- _TASK DATA_
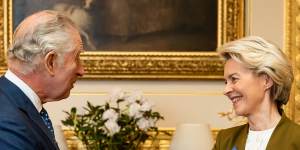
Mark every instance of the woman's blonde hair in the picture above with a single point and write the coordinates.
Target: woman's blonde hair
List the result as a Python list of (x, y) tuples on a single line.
[(263, 57)]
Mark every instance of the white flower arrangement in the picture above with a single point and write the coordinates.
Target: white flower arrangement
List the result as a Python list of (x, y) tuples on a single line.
[(123, 126)]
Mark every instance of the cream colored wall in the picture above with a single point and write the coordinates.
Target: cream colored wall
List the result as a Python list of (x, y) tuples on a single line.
[(181, 101)]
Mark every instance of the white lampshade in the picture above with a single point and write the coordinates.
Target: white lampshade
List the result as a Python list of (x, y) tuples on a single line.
[(192, 137), (60, 138)]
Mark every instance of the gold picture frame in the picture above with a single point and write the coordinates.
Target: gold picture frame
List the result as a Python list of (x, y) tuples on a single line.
[(292, 49), (148, 65)]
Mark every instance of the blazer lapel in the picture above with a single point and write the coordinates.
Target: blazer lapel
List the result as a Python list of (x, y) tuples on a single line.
[(23, 103), (240, 141)]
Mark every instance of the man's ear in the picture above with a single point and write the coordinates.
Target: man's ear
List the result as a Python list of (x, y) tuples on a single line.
[(49, 62)]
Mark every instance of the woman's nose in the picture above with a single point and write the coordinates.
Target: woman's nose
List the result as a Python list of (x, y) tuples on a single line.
[(227, 89)]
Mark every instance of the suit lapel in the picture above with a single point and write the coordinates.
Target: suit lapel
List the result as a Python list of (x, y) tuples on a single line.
[(20, 100), (241, 138)]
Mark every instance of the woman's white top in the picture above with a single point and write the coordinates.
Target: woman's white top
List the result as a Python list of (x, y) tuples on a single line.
[(258, 140)]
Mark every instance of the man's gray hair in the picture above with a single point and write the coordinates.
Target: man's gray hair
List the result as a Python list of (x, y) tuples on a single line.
[(50, 32)]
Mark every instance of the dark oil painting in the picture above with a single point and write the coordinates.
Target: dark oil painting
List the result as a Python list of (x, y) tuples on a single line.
[(136, 25)]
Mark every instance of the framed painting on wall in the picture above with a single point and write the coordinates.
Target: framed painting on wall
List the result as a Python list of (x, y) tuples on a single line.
[(170, 39)]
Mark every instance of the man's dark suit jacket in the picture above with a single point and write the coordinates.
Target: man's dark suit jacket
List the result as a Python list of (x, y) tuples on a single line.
[(21, 126), (286, 136)]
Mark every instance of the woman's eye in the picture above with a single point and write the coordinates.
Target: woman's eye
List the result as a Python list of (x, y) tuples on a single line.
[(234, 79)]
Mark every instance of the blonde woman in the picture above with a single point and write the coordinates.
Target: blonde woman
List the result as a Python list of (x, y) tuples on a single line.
[(258, 78)]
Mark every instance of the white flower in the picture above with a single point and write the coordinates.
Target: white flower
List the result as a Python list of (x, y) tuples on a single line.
[(144, 123), (135, 110), (116, 94), (146, 106), (110, 114), (111, 127)]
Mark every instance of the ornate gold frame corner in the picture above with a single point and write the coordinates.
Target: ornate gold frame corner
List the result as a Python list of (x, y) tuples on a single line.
[(148, 65)]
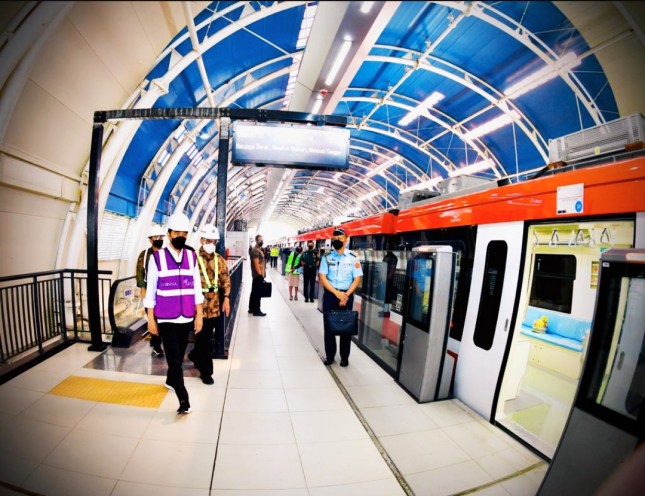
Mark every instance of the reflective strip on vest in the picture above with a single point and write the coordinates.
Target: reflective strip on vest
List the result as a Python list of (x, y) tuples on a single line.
[(205, 274), (175, 287)]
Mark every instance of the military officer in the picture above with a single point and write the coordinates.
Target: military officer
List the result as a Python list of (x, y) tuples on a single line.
[(340, 275)]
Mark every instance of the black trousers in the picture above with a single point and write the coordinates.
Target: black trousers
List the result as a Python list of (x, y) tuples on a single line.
[(309, 276), (155, 342), (330, 302), (254, 298), (202, 354), (175, 341)]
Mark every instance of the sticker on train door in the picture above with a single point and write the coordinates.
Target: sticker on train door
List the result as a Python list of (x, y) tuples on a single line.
[(570, 199)]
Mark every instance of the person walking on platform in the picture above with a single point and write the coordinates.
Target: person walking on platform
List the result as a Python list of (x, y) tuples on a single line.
[(275, 253), (310, 266), (216, 282), (156, 243), (293, 270), (174, 302), (258, 273), (340, 274)]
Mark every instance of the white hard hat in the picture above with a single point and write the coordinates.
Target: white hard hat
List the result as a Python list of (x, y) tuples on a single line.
[(209, 231), (178, 222), (156, 231)]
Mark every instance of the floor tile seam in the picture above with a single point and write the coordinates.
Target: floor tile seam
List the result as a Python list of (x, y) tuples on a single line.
[(232, 346), (18, 489), (63, 469), (500, 480)]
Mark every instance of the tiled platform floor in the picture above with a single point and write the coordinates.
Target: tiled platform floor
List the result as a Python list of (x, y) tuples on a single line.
[(276, 422)]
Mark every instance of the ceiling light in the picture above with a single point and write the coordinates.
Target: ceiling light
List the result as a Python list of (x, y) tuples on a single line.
[(340, 57), (492, 125), (472, 168), (317, 105), (423, 107), (538, 78), (424, 185), (383, 166)]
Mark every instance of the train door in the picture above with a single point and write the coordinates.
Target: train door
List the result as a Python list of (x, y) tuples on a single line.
[(498, 253), (425, 367), (551, 331), (608, 418)]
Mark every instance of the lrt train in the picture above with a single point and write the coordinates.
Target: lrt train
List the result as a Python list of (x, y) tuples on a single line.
[(507, 329)]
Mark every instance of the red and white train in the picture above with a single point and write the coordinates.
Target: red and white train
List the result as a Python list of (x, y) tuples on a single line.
[(527, 259)]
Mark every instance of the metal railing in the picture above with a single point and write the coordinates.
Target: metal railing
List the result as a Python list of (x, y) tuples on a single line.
[(43, 310), (235, 271), (40, 307)]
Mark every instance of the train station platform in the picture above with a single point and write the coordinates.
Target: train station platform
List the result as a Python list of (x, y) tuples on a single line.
[(276, 422)]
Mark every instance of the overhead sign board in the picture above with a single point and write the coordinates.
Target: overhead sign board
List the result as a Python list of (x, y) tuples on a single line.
[(306, 147)]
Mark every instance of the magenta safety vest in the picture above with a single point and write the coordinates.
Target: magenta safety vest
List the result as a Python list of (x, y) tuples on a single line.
[(175, 295)]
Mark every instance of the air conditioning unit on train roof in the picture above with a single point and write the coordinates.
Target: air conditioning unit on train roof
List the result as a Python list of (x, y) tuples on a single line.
[(409, 197), (461, 183), (614, 136)]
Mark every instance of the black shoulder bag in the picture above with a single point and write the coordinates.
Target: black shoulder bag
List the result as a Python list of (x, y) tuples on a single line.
[(341, 322)]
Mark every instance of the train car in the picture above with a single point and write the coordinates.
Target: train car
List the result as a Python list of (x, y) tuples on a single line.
[(526, 270)]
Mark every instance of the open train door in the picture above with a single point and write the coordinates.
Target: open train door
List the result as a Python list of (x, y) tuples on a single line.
[(498, 259), (607, 422)]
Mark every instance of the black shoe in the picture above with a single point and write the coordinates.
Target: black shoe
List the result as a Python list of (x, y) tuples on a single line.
[(184, 407)]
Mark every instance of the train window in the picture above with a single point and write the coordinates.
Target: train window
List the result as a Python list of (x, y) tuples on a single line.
[(491, 294), (420, 292), (619, 383), (553, 278)]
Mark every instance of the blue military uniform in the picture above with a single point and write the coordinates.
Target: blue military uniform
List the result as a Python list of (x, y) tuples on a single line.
[(341, 270)]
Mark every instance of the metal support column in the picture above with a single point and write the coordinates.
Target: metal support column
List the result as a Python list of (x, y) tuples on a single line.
[(222, 180), (93, 307)]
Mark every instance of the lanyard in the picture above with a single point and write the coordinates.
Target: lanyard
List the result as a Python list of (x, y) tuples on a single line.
[(205, 274)]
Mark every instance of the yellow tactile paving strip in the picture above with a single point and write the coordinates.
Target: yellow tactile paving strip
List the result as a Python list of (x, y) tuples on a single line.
[(105, 391)]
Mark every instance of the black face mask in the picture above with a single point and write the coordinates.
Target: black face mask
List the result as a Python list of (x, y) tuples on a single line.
[(179, 242)]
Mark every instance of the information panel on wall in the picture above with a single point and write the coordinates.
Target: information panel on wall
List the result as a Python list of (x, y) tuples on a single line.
[(279, 145)]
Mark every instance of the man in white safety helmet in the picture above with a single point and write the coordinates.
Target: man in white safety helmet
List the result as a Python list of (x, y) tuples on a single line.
[(216, 286), (155, 237), (174, 302)]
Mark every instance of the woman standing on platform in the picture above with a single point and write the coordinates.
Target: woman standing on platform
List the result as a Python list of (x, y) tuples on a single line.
[(216, 286), (174, 302)]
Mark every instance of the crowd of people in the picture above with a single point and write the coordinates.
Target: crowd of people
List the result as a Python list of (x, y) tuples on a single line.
[(187, 290)]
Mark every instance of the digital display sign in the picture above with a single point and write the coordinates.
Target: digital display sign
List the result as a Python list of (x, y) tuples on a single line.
[(306, 147)]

- _EXERCISE DESCRIPTION_
Lay out the lines above as a Markdown table with the columns Number and Text, starting with the line containing "Mark every instance of the blonde" and going on through the line containing "[(205, 274), (175, 287)]". Skip blank lines and leave the pictures out.

- _WRITTEN SOLUTION_
| Number | Text |
|---|---|
| 1 | Mark every instance of the blonde woman in the picture above with a single point and write the coordinates. |
| 2 | Target: blonde woman |
| 3 | List the result as a Python list of (x, y) tuples on a single line. |
| 4 | [(258, 78)] |
| 5 | Mark every instance of the white flower in the picture above with a single point and write the coordinates. |
| 6 | Target: white flower |
| 7 | List the result as a Python list of (x, y) tuples on a single line. |
| 8 | [(144, 123), (135, 110), (116, 94), (146, 106), (110, 114), (111, 127)] |
| 9 | Mark every instance of the ornate gold frame corner in the picture above with a single point and write the coordinates. |
| 10 | Target: ornate gold frame corner |
| 11 | List the result as a Python list of (x, y) tuples on a single line. |
| 12 | [(148, 65)] |
| 13 | Mark every instance of the reflective strip on vest in the picture above with a single point and write the coordinates. |
| 14 | Target: reflective strip on vest |
| 15 | List the result as a Python list of (x, y) tuples on a single line. |
| 16 | [(205, 274), (175, 287)] |